### TASKS AND EXERCISES
1. Name every kind of nut that the text on Sicilian cooking presents as typical of Sicilian cuisine.
2. Render this sentence from the text on Sicilian cooking in Spanish: "I would say the most important thing is to choose good ingredients that are the best you can afford."

### READING TEXT

-*-

My mom used to make that when I was growing up. It was a Sicilian dish, but she really liked it, so she used to make it, and that remains one of my favorite dishes. A couple of years ago, I ended up making a winter squash version of caponata instead of eggplant, but with the celery and the tomato, and it was so good. 


I really love the sweet-and-sour tradition of Sicilian cuisine. One of the things that Anna Tasca Lanza points out in her book is that the Arabs who came over introduced the planting of sugarcane to Sicily. Ever since then, Sicilians have had a sweet tooth. So they like the sweet and sour, and also all of the sweets and confections, too. I think they can thank history for their sweet tooth.

 

In Everyday Italian, you share must-have Italian staples. Which are specific to Sicilian cuisine?

When I think of Sicilian cuisine, the first thing that comes to mind is nuts. They have the wonderful Sicilian almonds from Noto. And if you've not tasted a Sicilian almond side by side with, say, a California almond, you might not even know there's a difference. But there's a real difference. If you taste a good Sicilian almond, you understand almond extract all of a sudden because some people don't necessarily like almond extract; they find it bitter and strong in flavor. But if you taste a Sicilian almond, you will taste a tiny bit of that aroma from almond extract, and you understand what almond extract is. It really has that almond flavor. 


I occasionally splurge on Sicilian almonds. I buy them online. Last year, my daughter used Sicilian almonds to make these almond crescent cookies for Christmas. She's not as big a fan of the almond flavor as I am, so she doesn't ever use almond extract, but she used these Sicilian almonds.

 

We tasted the cookies fresh from the oven, and I asked, "Did you put almond extract in these?"


She said no. And it's because she used these Sicilian almonds.


Pistachios, too. If you take the time to peel them, they have this incredible green color. And that rich, nutty, sweet pistachio flavor or pine nuts, which are very Sicilian and buttery. 


For other ingredients, I think of capers, capers and caper leaves, brined capers, and salted capers with those punchy flavors.


Then there are anchovies, bottarga (the dried tuna roe), and colatura (the liquid from preserving the anchovies). All of these really strong flavors contribute to the richness of Sicilian cuisine.


There's vinegar, of course, and herbs. When I think of Sicilian cooking, I immediately think of mint. We were talking about winter squash and agrodolce; mint is the herb you sprinkle in that. 

 

What advice would you give to home cooks?

I would just say that it's pretty easy. Italian food is all about ingredients. And I know people have said this before, but it's not like trying to master fancy French sauces or overly manipulated food or trying to transform one thing into another. It's really about giving ingredients the best expression you can give them so that their own flavors shine. 


I would say the most important thing is to choose good ingredients that are the best you can afford. It's worth it because you really understand Italian cuisine. It doesn't have to be overly complicated. 


I mentioned pasta with eggplant. It's really just a simple tomato sauce made with either fresh or canned tomatoes, fried seasoned eggplant, and good-quality pasta. When you're buying pasta, buy the best you can afford. The same goes for good olive oil.


Be open to different ingredients and flavors. You will be successful if you work with high-quality ingredients and have reliable recipes. 


For example, maybe you don't know too much about artichokes and think it takes a lot of work to peel them. Once you've done it, it's like anything. You just roll up your sleeves and do it, and it becomes easier. So, if you happen to find good whole artichokes in the market, don't shy away from them. Buy them. Find either a video or a description. You'll see that the more you do it, the better you get at it. It's just a process, a learning process, and don't be daunted because Italian cuisine and its essence really is simple.

-*-

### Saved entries
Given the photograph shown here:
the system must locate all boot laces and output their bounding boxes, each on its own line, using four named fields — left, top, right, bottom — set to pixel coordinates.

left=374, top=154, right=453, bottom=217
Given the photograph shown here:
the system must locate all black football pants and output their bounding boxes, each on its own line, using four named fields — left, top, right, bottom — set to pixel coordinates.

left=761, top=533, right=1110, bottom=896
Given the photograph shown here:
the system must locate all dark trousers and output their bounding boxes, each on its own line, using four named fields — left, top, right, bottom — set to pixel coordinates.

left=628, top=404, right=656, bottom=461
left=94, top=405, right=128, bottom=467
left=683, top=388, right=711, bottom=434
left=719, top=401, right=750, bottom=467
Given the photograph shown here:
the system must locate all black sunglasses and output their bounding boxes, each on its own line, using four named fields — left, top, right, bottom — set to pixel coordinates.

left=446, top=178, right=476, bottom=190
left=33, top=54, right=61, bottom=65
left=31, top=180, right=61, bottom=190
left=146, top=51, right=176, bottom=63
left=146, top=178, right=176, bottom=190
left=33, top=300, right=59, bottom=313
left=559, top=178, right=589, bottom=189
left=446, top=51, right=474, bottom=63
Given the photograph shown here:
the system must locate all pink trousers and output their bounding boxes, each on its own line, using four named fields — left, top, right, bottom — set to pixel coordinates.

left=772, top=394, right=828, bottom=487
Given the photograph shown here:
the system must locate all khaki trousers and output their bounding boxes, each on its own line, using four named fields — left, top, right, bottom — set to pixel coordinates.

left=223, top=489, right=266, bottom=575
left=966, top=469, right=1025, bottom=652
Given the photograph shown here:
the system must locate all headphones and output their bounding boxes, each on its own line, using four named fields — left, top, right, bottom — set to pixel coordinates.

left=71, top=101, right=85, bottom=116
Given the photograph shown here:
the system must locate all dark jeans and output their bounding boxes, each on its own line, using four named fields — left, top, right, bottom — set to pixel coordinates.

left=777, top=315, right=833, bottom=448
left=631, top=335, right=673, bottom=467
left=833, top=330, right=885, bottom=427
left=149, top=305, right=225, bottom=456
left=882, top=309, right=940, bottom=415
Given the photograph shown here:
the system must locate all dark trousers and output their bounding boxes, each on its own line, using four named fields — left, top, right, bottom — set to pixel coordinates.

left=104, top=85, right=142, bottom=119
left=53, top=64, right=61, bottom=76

-*-

### SOLUTIONS TO THE EXERCISE
1. almonds, pistachios, pine nuts

2. Diría que lo más importante es elegir buenos ingredientes que sean los mejores que te puedas permitir.